# Task prompt:
Only the stretch of the listing below that runs from the line with "Could you please mark the front" through the line with "Could you please mark the track" is to be printed, exactly and with both ends.

*** Begin section ***

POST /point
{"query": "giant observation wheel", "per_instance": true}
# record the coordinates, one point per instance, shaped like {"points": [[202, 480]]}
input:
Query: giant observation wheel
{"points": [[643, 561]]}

*** End section ***
*** Begin section ***

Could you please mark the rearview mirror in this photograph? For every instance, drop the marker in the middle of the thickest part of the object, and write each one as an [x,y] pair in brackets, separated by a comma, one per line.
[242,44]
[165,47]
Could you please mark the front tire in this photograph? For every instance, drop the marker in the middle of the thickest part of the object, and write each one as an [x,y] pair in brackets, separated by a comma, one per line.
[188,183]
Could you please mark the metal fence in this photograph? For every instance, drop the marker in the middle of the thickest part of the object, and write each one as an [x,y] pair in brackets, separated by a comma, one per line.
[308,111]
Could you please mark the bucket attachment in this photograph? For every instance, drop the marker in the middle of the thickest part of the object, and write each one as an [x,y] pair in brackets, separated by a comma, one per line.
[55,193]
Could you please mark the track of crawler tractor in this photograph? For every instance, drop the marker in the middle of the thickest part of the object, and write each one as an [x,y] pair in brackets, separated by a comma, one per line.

*** End section ***

# Answer for the task:
Could you please mark the front tire in this photograph? For every instance, drop the marker in the middle of the thickest part of the object, and write each one as an [x,y] pair in brackets, separated by a comma, one per line.
[188,183]
Could you please mark the metal fence in this photograph? For every instance, drop the marker in the middle of the thickest part of the object, and write each one as an [x,y] pair in brackets, separated by a comma, one per line.
[308,111]
Could you please mark the bucket attachment in this photograph? For every instance, drop the marker in the middle of the thickest part of the object, and write each one as an [x,y] pair in brackets, separated by a comma, one per line.
[55,193]
Could you please mark the track of crawler tractor in this photograph? For every instance, drop the marker in the middle of the thickest part of the object, and write each one as an [x,y] pair in brackets, separated by a comma, one per line.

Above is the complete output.